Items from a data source
- - - -
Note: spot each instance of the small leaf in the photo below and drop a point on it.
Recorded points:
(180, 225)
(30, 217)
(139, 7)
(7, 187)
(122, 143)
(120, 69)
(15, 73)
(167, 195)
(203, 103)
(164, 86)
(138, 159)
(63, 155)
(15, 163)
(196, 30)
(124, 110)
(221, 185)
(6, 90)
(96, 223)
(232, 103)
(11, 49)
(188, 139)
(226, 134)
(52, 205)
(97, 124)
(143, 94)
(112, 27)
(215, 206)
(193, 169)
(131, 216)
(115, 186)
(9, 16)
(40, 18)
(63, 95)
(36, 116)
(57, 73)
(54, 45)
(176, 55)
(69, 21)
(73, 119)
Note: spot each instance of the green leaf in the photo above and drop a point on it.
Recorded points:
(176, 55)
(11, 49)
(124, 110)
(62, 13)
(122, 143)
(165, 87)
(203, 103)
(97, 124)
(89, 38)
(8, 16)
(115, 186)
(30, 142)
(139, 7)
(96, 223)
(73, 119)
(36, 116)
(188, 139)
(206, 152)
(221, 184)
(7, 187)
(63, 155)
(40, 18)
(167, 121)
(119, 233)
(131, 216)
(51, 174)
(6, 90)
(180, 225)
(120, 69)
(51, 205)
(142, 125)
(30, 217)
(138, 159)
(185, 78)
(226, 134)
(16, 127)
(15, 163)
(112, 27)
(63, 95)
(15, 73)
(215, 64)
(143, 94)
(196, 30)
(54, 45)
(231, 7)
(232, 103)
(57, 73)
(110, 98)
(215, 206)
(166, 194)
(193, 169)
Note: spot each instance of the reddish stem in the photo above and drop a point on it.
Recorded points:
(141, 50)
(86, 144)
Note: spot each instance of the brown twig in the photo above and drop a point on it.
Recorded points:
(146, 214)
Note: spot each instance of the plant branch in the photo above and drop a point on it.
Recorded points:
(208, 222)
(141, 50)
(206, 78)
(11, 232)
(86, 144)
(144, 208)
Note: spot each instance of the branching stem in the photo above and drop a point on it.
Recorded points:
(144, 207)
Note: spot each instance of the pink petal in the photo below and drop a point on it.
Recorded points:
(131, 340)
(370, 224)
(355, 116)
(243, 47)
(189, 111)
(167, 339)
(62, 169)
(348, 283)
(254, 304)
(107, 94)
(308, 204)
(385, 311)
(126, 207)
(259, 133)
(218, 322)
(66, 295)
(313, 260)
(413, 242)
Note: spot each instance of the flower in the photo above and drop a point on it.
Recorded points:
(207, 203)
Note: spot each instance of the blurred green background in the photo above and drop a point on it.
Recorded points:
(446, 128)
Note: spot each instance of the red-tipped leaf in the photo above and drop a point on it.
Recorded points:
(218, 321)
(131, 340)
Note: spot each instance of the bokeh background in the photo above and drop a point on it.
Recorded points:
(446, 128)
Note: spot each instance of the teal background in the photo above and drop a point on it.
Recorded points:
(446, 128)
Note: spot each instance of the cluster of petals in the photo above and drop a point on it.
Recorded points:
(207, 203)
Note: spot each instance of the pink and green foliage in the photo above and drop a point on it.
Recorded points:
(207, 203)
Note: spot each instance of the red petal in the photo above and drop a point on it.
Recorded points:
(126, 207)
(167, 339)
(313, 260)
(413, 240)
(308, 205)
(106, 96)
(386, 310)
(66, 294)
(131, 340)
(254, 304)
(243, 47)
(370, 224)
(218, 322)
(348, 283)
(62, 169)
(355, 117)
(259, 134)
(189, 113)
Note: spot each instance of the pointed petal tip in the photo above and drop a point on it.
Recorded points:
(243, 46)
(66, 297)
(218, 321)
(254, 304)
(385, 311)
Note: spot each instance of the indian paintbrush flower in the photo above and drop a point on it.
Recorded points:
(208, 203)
- - - -
• **Goal of the exercise**:
The records above should be duplicated in full, exactly as given.

• **Result below**:
Note: spot each instance of the small leaf in the photo below and drop a point on it.
Recorded points:
(180, 225)
(30, 217)
(139, 7)
(7, 187)
(122, 143)
(120, 69)
(15, 73)
(167, 195)
(203, 103)
(164, 86)
(138, 159)
(63, 155)
(15, 163)
(196, 30)
(124, 110)
(221, 185)
(6, 90)
(96, 223)
(232, 103)
(11, 49)
(188, 139)
(226, 134)
(52, 205)
(97, 124)
(143, 94)
(112, 27)
(215, 206)
(193, 169)
(131, 216)
(115, 186)
(9, 16)
(40, 18)
(63, 95)
(36, 116)
(57, 73)
(54, 45)
(176, 55)
(69, 21)
(73, 119)
Note: spot each instance of the green leaf in the photo above and drop a point on it.
Recorded points:
(176, 55)
(11, 49)
(124, 110)
(62, 13)
(122, 143)
(165, 87)
(203, 103)
(97, 124)
(89, 38)
(8, 16)
(115, 186)
(30, 142)
(139, 7)
(96, 223)
(73, 119)
(36, 116)
(188, 139)
(206, 152)
(221, 184)
(7, 187)
(63, 155)
(40, 18)
(167, 121)
(119, 233)
(131, 216)
(51, 174)
(6, 90)
(180, 225)
(120, 69)
(51, 205)
(142, 125)
(30, 217)
(138, 159)
(185, 78)
(226, 134)
(16, 127)
(15, 163)
(112, 27)
(63, 95)
(15, 73)
(215, 64)
(143, 94)
(196, 30)
(54, 45)
(231, 7)
(232, 103)
(57, 73)
(110, 98)
(215, 206)
(166, 194)
(193, 169)
Note: spot each instance of the reddish stem in the photo above and drop a point on it.
Recorded points:
(141, 50)
(86, 144)
Note: spot each instance of the brown twig in the photo above and drop a point on it.
Recorded points:
(146, 214)
Note: spot each instance of the plant branch in the photo above and drop a point on it.
Recorded points:
(208, 222)
(141, 50)
(206, 78)
(11, 232)
(86, 144)
(144, 208)
Note: spot each instance of the branching stem in the photo above and drop a point on it.
Recorded points:
(144, 207)
Note: spot each instance of the pink petal in the photo below and drop a point on it.
Recorded points:
(131, 340)
(370, 224)
(355, 116)
(243, 47)
(189, 111)
(167, 339)
(62, 169)
(348, 283)
(254, 304)
(107, 94)
(308, 204)
(385, 311)
(126, 207)
(259, 133)
(218, 322)
(66, 295)
(313, 260)
(413, 242)
Note: spot each instance of the flower in the photo above and drop a point on it.
Recorded points:
(207, 203)
Note: spot each instance of the blurred green background in the photo above and drop a point on it.
Recorded points:
(446, 128)
Note: spot each instance of the red-tipped leaf in the photo above and drop a point on it.
Recorded points:
(218, 321)
(131, 340)
Note: spot each instance of the bokeh background in the photo above and drop a point on it.
Recorded points:
(446, 128)
Note: spot each instance of the teal background in the photo above and drop a point on it.
Recorded points:
(446, 128)
Note: spot each instance of the cluster of petals in the photo above and drop a point on it.
Recorded points:
(207, 203)
Note: spot each instance of the pink and green foliage in the photo above and drop a point on it.
Recorded points:
(207, 203)
Note: spot each instance of the red petal in the photo above and drop a point on it.
Recorded points:
(126, 207)
(167, 339)
(313, 260)
(413, 240)
(308, 205)
(106, 96)
(386, 310)
(66, 294)
(131, 340)
(254, 304)
(243, 47)
(370, 224)
(218, 322)
(348, 283)
(62, 169)
(355, 117)
(259, 134)
(189, 113)
Note: spot each instance of the pointed petal tip in the photo above and drop a point on it.
Recorded points:
(243, 46)
(66, 297)
(218, 321)
(254, 304)
(385, 311)
Note: spot each instance of the indian paintbrush flower in the photo above and drop a point on it.
Recorded points:
(208, 203)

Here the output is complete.